--- REQUIRED TASK ---
Could you print all the entries exactly?

* begin *

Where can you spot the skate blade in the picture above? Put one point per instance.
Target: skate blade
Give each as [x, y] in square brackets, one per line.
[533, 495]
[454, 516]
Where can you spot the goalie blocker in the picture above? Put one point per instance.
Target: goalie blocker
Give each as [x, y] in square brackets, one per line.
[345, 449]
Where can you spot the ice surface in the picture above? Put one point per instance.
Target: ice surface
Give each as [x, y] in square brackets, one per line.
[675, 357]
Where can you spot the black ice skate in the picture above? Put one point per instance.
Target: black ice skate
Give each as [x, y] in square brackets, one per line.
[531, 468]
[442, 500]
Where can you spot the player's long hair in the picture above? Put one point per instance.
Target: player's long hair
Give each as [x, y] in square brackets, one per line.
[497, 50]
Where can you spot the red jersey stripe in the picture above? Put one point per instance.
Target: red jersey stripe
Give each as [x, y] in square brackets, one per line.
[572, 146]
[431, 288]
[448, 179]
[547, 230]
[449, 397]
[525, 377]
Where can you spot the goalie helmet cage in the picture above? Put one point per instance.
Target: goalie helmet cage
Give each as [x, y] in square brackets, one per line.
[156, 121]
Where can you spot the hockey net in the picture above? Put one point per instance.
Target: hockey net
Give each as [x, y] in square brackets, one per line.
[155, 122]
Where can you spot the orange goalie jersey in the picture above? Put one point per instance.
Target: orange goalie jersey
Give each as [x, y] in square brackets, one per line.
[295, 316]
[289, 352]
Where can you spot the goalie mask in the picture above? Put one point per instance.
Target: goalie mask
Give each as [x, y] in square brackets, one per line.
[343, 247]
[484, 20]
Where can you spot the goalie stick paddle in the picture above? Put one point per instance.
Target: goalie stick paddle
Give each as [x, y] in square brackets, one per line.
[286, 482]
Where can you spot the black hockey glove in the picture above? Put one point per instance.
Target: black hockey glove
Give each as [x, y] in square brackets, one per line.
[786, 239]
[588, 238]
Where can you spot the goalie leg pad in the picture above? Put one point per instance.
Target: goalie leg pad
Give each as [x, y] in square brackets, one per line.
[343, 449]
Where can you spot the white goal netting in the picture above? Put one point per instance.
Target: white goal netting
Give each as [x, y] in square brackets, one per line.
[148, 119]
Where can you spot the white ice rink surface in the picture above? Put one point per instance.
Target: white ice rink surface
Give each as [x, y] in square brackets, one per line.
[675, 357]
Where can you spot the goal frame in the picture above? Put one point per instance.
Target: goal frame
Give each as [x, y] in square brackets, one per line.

* end *

--- OUTPUT FOR THIS TASK ---
Where can you spot the skate blade in the picture above? Put one point per instance.
Target: skate blade
Give each as [x, y] in square brackets, one per line.
[533, 495]
[454, 516]
Where can you spot the goalie blocker in the picture above? Put one point per instance.
Target: goalie blocker
Give each as [x, y] in square brackets, one per line.
[345, 449]
Where can you spot the ice surface in the picture above? Put one point per instance.
Target: ice surface
Give each as [x, y] in square brackets, one per line.
[675, 357]
Where can you spot the black ice skate in the picture above? Put one point per instance.
Target: black ice skate
Give each as [x, y] in square brackets, one per line.
[531, 468]
[442, 500]
Where can you spot the player's long hair in the picture above? Put one point per instance.
Target: player's long hair
Give each as [x, y] in square brackets, one per line.
[497, 50]
Where can you spot the red jersey stripe in the picture above? Put one point per instance.
Target: red jersey stripe
Give each as [x, y] in square brackets, one per line.
[572, 146]
[431, 288]
[448, 179]
[547, 230]
[449, 397]
[525, 377]
Where can you spot the goalie helmet cage in the picture above? Put one point per instance.
Target: goalie helmet cage
Give each as [x, y] in square brackets, one per line.
[156, 121]
Where can you spot the hockey net in the picture above? Put one point per instance.
Target: hockey net
Give each as [x, y] in square brackets, one per line.
[155, 122]
Where can you spot the orange goalie jersey in the picture above? Put one point per instance.
Target: orange goalie jersey
Give each as [x, y] in square brackets, one per line.
[295, 316]
[289, 352]
Where can you spot the goalie mask in the picture above? Put one point per instance.
Target: goalie mask
Give each as [x, y] in square brackets, one per line.
[343, 247]
[484, 20]
Where can you spot the goalie stick paddle in the picture above? Put one point per instance.
Target: goalie stick paddle
Give each as [x, y] in square brackets, one per line.
[286, 482]
Where can you spot the black hockey glove in the picture above? Put one point per instance.
Target: black hockey glove
Give each as [x, y] in square brackets, one per line.
[786, 239]
[588, 238]
Where can you spot the goalie leg pad in the picture above? Put one point per instance.
Target: goalie leg pad
Give each as [x, y] in square brackets, one per line.
[343, 449]
Where can you spot the white goal netting in the picture above? Put one point per instance.
Target: white goal netting
Give each as [x, y] in square brackets, one per line.
[148, 119]
Where can you spot the white ice rink surface in the picture above? Put one point per instance.
Target: white ice rink surface
Give each as [x, y] in square brackets, one per line.
[675, 357]
Where can you spot the goal frame in the picture above? Put one point per instance.
Target: goal frame
Give each as [x, y] in square brackets, one per line.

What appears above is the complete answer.